Extracted information ▸
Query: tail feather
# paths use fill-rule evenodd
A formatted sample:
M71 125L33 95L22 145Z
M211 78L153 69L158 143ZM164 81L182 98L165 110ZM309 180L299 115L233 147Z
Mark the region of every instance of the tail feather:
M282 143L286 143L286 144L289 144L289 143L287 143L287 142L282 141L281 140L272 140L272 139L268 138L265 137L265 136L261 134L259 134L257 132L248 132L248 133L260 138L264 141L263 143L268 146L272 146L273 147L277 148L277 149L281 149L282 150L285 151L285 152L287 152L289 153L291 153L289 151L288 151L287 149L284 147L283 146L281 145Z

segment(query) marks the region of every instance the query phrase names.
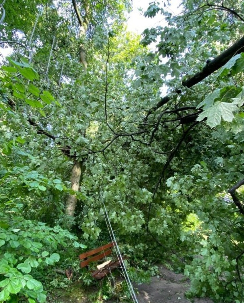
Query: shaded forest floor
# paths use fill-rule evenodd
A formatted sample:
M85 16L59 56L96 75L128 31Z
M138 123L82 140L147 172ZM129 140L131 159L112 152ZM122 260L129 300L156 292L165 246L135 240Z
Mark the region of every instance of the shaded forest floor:
M175 274L162 266L159 266L160 275L151 278L149 284L135 285L138 293L139 303L212 303L207 298L187 299L185 293L189 288L189 281L180 274ZM56 289L47 301L49 303L93 303L95 301L88 298L97 291L94 287L85 291L79 282L73 283L68 290ZM98 302L99 301L96 301ZM101 302L102 301L101 301ZM117 300L105 301L116 303Z

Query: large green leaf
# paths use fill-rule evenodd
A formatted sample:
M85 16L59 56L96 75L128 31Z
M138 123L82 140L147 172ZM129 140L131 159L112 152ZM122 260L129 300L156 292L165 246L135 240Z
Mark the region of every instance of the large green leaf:
M20 263L17 265L17 268L25 274L28 274L31 271L31 267L27 263Z
M42 288L41 282L35 279L30 279L26 281L26 286L29 289L38 290Z

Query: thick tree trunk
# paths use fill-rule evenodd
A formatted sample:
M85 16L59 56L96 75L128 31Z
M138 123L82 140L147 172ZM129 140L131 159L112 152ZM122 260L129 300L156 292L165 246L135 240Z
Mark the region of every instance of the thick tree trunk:
M71 188L78 191L80 187L80 182L81 175L82 163L77 161L75 163L71 171ZM65 213L66 215L73 217L75 212L77 198L76 195L69 195L66 201Z

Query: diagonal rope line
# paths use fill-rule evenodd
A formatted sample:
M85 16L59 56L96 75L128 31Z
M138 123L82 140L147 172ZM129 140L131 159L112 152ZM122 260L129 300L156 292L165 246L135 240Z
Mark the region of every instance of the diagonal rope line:
M96 227L97 227L97 224L96 224L96 221L94 221L94 223L95 223L95 225L96 225ZM98 238L99 239L99 241L100 242L100 244L101 244L101 246L102 246L102 249L103 250L103 254L104 254L104 255L105 255L105 252L104 251L104 250L103 249L103 245L102 244L102 241L101 241L101 239L100 239L100 236L99 235L98 235ZM112 272L111 271L111 270L110 269L110 268L109 267L109 264L108 268L109 268L109 272L110 272L110 273L111 274L111 276L112 276L112 278L113 279L113 281L114 281L114 285L115 285L115 284L116 284L116 281L115 281L115 279L114 279L114 276L113 275L113 274L112 274Z
M50 54L49 55L49 58L48 59L48 63L47 64L47 70L46 71L46 74L47 75L48 74L48 70L49 69L49 65L50 65L50 61L51 61L51 57L52 57L52 54L53 53L53 45L54 45L55 41L55 36L54 36L53 39L53 43L52 44L52 47L51 47L51 49L50 51Z
M112 235L113 235L113 238L114 239L114 242L115 242L115 244L116 245L116 246L117 249L118 250L118 254L119 254L119 255L120 255L120 259L121 259L121 262L122 264L123 264L123 266L124 267L124 269L125 272L125 273L126 273L126 277L127 277L127 279L128 279L128 283L129 283L129 284L130 285L130 288L130 288L131 290L131 291L132 292L132 294L133 295L132 296L132 298L133 299L133 301L134 301L136 302L136 303L138 303L138 301L137 301L137 298L136 298L136 294L135 293L135 292L134 292L134 289L133 286L132 284L131 284L131 282L130 281L130 278L129 277L129 275L128 275L128 272L127 272L127 270L126 270L126 268L125 267L125 265L124 263L124 261L123 260L123 259L122 258L122 256L121 255L121 254L120 253L120 249L119 249L119 246L118 246L118 243L117 242L117 241L116 241L115 236L114 235L114 231L113 231L113 228L112 228L112 225L111 225L111 223L110 222L110 220L109 220L109 217L108 216L108 214L107 209L106 208L106 207L105 206L105 204L104 204L104 201L103 201L103 199L102 196L102 195L101 194L101 191L100 191L100 195L101 196L101 199L102 199L102 202L103 202L103 207L104 208L104 210L105 210L105 213L106 213L106 216L107 216L107 219L109 225L109 226L110 226L110 230L111 230L111 232ZM99 198L99 201L100 201L100 202L101 203L101 201L100 200L100 198Z
M101 192L100 192L100 195L101 195ZM108 222L107 222L107 218L106 217L106 216L105 215L105 213L104 213L104 211L103 210L103 206L102 206L102 202L101 201L101 199L100 199L100 197L99 196L99 195L98 196L98 198L99 198L99 202L100 202L100 205L101 206L101 209L102 209L102 211L103 214L103 217L104 217L104 219L105 220L105 222L106 223L106 225L107 226L107 228L108 229L108 232L109 233L109 235L110 236L110 238L111 238L111 239L112 241L112 242L114 242L114 238L113 239L113 236L112 236L112 234L111 233L111 231L110 230L110 229L109 228L109 225L108 225ZM119 255L118 254L118 253L117 252L117 250L116 249L116 248L115 247L114 248L114 249L115 249L115 253L116 253L116 255L117 256L117 257L118 258L118 260L119 260L119 261L120 263L120 265L121 265L121 262L120 262L120 258L119 258ZM124 273L124 269L123 268L123 265L121 266L121 269L122 270L122 271L123 273L123 275L124 276L124 278L125 279L125 281L126 281L126 284L127 285L127 286L128 286L128 289L129 289L129 291L130 292L130 296L131 296L131 298L132 298L132 299L133 299L133 302L134 302L135 301L134 300L134 298L133 298L133 294L132 294L132 292L131 292L131 289L130 289L130 287L129 284L129 283L128 283L128 281L127 281L127 279L126 278L126 277L125 274L125 273Z
M61 83L61 80L62 79L62 77L63 76L63 67L64 66L64 62L65 61L65 58L63 59L63 64L62 65L62 68L61 69L61 73L60 74L60 78L59 78L59 85L58 85L58 88L59 88L59 87L60 86L60 84Z

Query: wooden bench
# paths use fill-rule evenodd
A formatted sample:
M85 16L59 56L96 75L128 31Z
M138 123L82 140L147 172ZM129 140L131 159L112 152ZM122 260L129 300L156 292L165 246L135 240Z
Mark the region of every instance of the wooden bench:
M80 266L81 268L87 266L91 262L103 259L105 257L110 255L112 254L112 249L115 245L115 242L111 242L108 244L97 248L81 254L79 256L79 258L81 260ZM123 260L124 258L122 257ZM99 268L91 273L91 275L93 278L97 280L100 280L109 274L110 271L122 265L122 261L120 258L117 261L111 261L108 264L105 265L101 268Z

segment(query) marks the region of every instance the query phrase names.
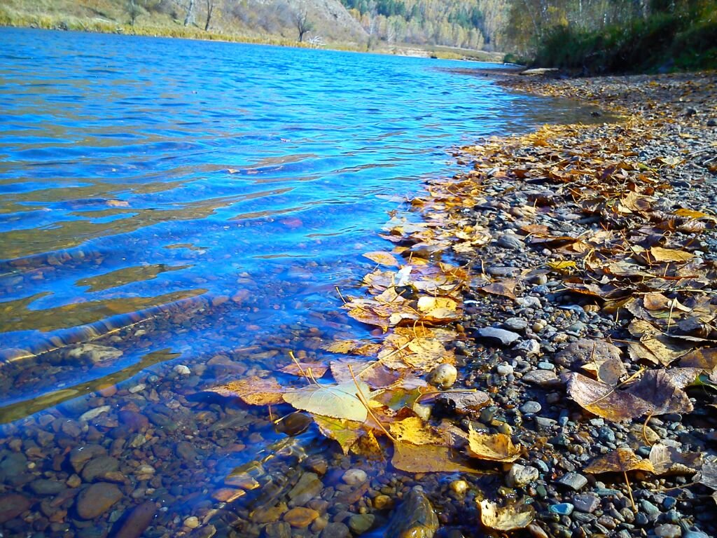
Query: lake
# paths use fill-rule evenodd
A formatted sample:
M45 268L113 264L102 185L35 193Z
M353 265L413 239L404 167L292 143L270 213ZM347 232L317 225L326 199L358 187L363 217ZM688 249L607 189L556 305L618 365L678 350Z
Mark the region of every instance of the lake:
M203 390L370 336L337 288L361 293L361 255L459 169L450 148L581 117L466 65L0 29L4 536L101 537L144 512L144 536L273 536L257 511L307 465L351 465ZM231 498L242 466L255 481Z

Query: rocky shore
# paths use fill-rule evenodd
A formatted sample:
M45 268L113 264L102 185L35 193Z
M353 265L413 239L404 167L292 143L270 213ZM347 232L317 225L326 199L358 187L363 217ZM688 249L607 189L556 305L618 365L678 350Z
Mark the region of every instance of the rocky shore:
M369 420L372 429L344 456L322 436L341 433L326 421L314 417L317 428L313 415L290 415L286 403L268 410L212 392L217 380L271 377L282 367L277 351L161 364L2 427L1 535L717 536L716 82L713 75L501 79L623 119L460 148L465 171L427 185L412 202L412 218L387 226L403 267L440 259L460 267L414 269L425 278L399 286L405 289L391 303L407 296L398 318L349 311L390 329L375 331L366 343L374 347L343 354L377 354L381 366L399 354L413 361L411 373L451 389L437 397L411 378L428 397L390 420L384 415L392 442ZM371 274L369 287L381 289L384 273ZM436 284L443 277L460 284ZM452 302L424 309L419 299L423 315L412 320L412 294L429 285ZM217 315L229 307L214 306ZM171 316L169 324L190 321ZM450 327L450 338L416 328L429 318ZM347 314L331 321L348 334ZM407 351L412 336L390 340L407 328L421 340L416 357ZM99 339L85 349L87 360L141 342L152 329ZM424 341L429 334L440 346ZM300 364L331 361L323 335L300 339ZM457 379L427 375L432 366L421 358L437 347L438 362L455 364ZM410 376L396 367L407 395ZM457 439L440 453L445 471L399 463L402 443L417 443L424 460L439 453L435 440L401 440L391 421L405 420L404 410L424 421L422 435ZM476 432L503 435L515 450L476 455ZM466 445L470 458L459 461L454 453ZM516 508L518 500L529 509Z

Exercise aim ▸ Please pick out every line in the entries above that contains the word "forest".

Exercise solution ▸
Query: shaded forest floor
Mark the region of every instance of the shaded forest floor:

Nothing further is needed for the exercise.